Using the records below, report how many lines include "tree", and give no more than the number.

Dataset extract:
◇ ◇ ◇
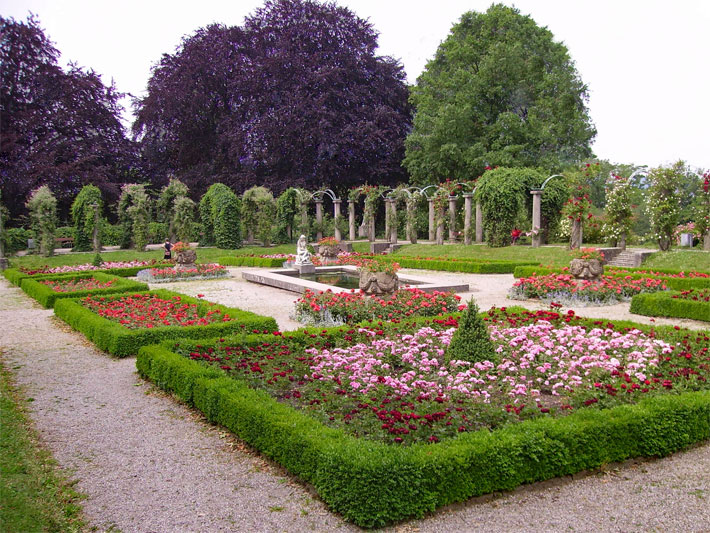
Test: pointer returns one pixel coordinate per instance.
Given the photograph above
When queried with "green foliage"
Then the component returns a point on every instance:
(287, 210)
(415, 480)
(83, 212)
(471, 341)
(47, 297)
(258, 212)
(134, 216)
(42, 205)
(664, 202)
(220, 214)
(500, 91)
(112, 337)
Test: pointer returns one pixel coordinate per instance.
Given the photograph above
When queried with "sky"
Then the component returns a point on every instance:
(645, 62)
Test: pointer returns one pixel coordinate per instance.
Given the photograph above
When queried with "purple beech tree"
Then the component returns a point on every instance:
(295, 97)
(58, 128)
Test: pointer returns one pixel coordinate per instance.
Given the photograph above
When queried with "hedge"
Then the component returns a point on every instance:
(663, 304)
(120, 341)
(46, 296)
(678, 284)
(248, 260)
(373, 484)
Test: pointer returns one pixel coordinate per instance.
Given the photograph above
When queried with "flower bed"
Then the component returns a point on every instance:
(566, 289)
(693, 304)
(352, 307)
(48, 289)
(122, 324)
(201, 271)
(267, 397)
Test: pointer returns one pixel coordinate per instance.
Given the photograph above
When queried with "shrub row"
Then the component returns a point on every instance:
(663, 304)
(474, 267)
(46, 296)
(372, 484)
(118, 340)
(678, 284)
(247, 260)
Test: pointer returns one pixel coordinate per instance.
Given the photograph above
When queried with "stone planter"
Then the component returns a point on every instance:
(378, 282)
(185, 260)
(590, 269)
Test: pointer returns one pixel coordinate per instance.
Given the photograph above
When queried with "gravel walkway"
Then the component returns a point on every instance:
(148, 464)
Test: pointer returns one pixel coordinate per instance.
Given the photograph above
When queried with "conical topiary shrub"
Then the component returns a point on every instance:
(471, 341)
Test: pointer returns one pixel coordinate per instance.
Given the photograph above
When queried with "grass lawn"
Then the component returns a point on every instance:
(34, 496)
(556, 256)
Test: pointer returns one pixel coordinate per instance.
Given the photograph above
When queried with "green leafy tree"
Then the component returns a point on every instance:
(42, 206)
(220, 214)
(500, 91)
(134, 216)
(83, 212)
(471, 341)
(663, 203)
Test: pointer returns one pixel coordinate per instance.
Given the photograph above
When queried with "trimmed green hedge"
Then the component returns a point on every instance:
(373, 484)
(678, 284)
(663, 304)
(46, 296)
(118, 340)
(246, 260)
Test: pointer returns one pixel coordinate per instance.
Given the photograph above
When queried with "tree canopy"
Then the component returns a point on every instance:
(58, 128)
(499, 92)
(294, 97)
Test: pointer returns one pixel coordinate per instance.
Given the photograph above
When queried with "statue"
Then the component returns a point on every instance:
◇ ◇ ◇
Response to this task:
3